## [Required task 1]
From the start of the listing through the line containing "POLYGON ((474 316, 468", write out every line again, requests included, and shift each coordinate in the polygon answers by adding 62 to it. Stick to that stretch and leave the pictures out.

An Introduction to Audio Content Analysis: Applications in Signal Processing and Music Informatics by Alexander Lerch (review)

This book aims to provide a unified and approachable introductory text for a graduate course in analyzing audio music signals. Indeed, it is a result of the author's experience in teaching such a course at the Technical University of Berlin, where the only prerequisite is a basic knowledge of digital signal processing. Along with four appendices, it has ten chapters, including an introduction and a review of fundamental concepts in digital signal processing (e.g., sampling), analysis (e.g., Fourier transform), probability theory (e.g., density), and perception (e.g., auditory filterbanks). The main portion of the book, chapters 3-6, present dozens of different features that have been used in analyzing music audio signals: zero-crossing rate, spectral shape, Mel-frequency cepstral coefficients, and linear prediction coefficients (chapter 3); envelopes and energy features (chapter 4); frequency, pitch, and chroma features (chapter 5); and onsets, tempo, and beat histogram features (chapter 6). The remaining four chapters cover particular applications of audio analysis: dynamic time warping for signal comparison (chapter 7); music similarity and instrument recognition (chapter 8); fingerprinting (chapter 9); and the analysis of musical performance (chapter 10). There are also four appendices covering properties of convolution, the Fourier transform and windowing, principal component analysis, and a review of software for audio analysis.

I am extremely interested in this text because my department will soon offer such a course. Hence, I attempted to read each chapter with two frames of mind: as a lecturer and as a student. My search for a suitable text, however, will continue. For the lecturer, this text is confusing, and has so many errors and oversimplifications that too much class time would be needed to address them. For the student, the text is very expensive, confusing, and filled with forward references that will frustrate them. Although including MATLAB code with a textbook is an excellent idea, and encourages reproducible research, the code is not immediately understandable, and none of it readily reproduces any figure in the text. In the following, I provide a few examples of these criticisms.

Chapter 2, "Fundamentals," presents quantization in Section 2.1.3.2, gives the calculation of the expected quantization error of uniform quantization, and shows its dependence on the probability distribution function (PDF) of the quantized signal. A student, having no experience with probability theory, will be utterly baffled here until arriving at Section 2.1.4.1 where the PDF is described. However, here the lecturer reads, "The abscissa of a PDF plot represents all possible amplitude values of the signal x and their probability is plotted on the ordinate." Figure 2.5 shows that for a sine wave (which I assume means the sine of a random variable uniformly distributed in [0,2\pi]) the PDF exceeds 1.

Given the book's description of the y-value being a probability, this violates an axiom of probability theory: Probability is a scalar in [0, 1]. Like other examples, Section 2.2.1.2 discusses zero phase filtering, but without providing context because there is no discussion of phase delay or group delay with respect to filtering. Section 2.2.3 introduces the discrete Fourier transform, and its short-term implementation. Although I like the discussion about the practicalities of implementation, the student will find no discussion of what negative frequencies are, the effect of window shapes and sizes, the use of zero padding, frequency response, the significance of magnitude and phase, invertibility, and so on.

The main contribution of the book is its collection in one source of the many features available for signal analysis. Most of these features, however, are presented without any reference to music audio content. They are...

## [Extracted information]
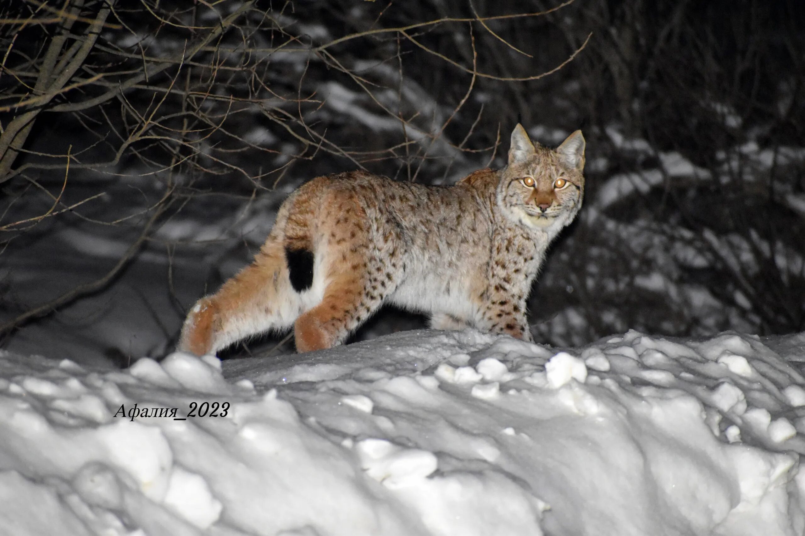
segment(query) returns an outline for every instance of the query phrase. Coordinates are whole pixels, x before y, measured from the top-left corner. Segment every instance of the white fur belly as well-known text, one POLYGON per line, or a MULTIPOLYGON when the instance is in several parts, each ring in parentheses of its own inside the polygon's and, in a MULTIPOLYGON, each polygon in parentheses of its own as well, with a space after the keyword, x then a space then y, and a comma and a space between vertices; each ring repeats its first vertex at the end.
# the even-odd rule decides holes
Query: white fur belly
POLYGON ((474 316, 468 285, 460 280, 445 282, 434 276, 403 282, 389 301, 404 309, 425 313, 445 313, 459 318, 474 316))

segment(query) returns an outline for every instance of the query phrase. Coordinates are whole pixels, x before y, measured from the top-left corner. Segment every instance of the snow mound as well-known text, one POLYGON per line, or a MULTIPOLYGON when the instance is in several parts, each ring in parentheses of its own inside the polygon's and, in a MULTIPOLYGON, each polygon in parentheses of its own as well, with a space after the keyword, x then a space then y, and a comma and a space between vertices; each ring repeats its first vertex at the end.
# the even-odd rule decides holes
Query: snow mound
POLYGON ((0 534, 799 534, 803 343, 0 353, 0 534))

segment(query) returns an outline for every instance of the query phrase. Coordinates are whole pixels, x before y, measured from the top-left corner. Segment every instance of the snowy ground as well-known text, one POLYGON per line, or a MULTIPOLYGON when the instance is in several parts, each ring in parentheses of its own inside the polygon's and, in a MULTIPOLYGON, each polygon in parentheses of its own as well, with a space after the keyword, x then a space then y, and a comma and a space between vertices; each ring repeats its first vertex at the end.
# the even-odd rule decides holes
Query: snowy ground
POLYGON ((0 534, 801 534, 803 361, 805 334, 635 332, 2 353, 0 534))

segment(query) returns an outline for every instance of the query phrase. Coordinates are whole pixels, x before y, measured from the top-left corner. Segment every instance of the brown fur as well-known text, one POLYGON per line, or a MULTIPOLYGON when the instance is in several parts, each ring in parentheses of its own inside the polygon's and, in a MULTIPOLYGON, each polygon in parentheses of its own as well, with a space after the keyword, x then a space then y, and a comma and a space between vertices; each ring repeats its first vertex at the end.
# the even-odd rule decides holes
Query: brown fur
POLYGON ((580 206, 583 167, 580 133, 550 150, 518 126, 506 167, 452 187, 361 171, 314 179, 283 204, 254 262, 192 308, 179 349, 214 353, 291 326, 299 351, 329 348, 386 302, 430 313, 437 328, 530 340, 526 299, 580 206), (312 253, 310 288, 291 286, 287 248, 312 253))

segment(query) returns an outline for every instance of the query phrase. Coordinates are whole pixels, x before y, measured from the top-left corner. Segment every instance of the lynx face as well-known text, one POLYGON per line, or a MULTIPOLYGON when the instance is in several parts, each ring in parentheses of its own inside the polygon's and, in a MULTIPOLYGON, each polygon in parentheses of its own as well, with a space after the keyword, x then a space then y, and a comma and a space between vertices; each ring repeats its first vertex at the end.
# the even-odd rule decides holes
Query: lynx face
POLYGON ((518 125, 498 187, 502 210, 530 229, 558 231, 569 224, 584 196, 584 138, 579 130, 554 150, 535 146, 518 125))
POLYGON ((551 150, 518 125, 506 167, 451 187, 313 179, 283 203, 254 262, 191 309, 179 348, 200 356, 291 326, 299 351, 330 348, 385 303, 437 329, 532 340, 528 293, 581 205, 584 155, 579 131, 551 150))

## [Required task 2]
Using the book review, say whether each statement is true, answering yes or no and quoting the words that settle it: (a) The book grew out of a course its author taught at the Technical University of Berlin. (b) The reviewer's search for a suitable course text ends with this book. (c) Fingerprinting is covered in chapter 8.

## [Solution 1]
segment(query) returns an outline for every instance of the query phrase. Coordinates are whole pixels, x before y, measured from the top-left corner. Segment every instance of the white fur belly as well-known text, one POLYGON per line, or a MULTIPOLYGON when the instance is in several parts, each ring in parentheses of its own inside the polygon's and, in a MULTIPOLYGON, each polygon in parentheses of its own as well, with a space after the keyword, x then a space then y, and a comma and a space between vertices; each ring repeats its first vertex at the end.
# the even-odd rule decides holes
Query: white fur belly
POLYGON ((536 378, 530 347, 522 342, 507 344, 496 338, 465 344, 451 363, 466 371, 487 375, 507 375, 521 380, 536 378))

## [Solution 2]
(a) Yes: "it is a result of the author's experience in teaching such a course at the Technical University of Berlin"
(b) No: "My search for a suitable text, however, will continue."
(c) No: "fingerprinting (chapter 9)"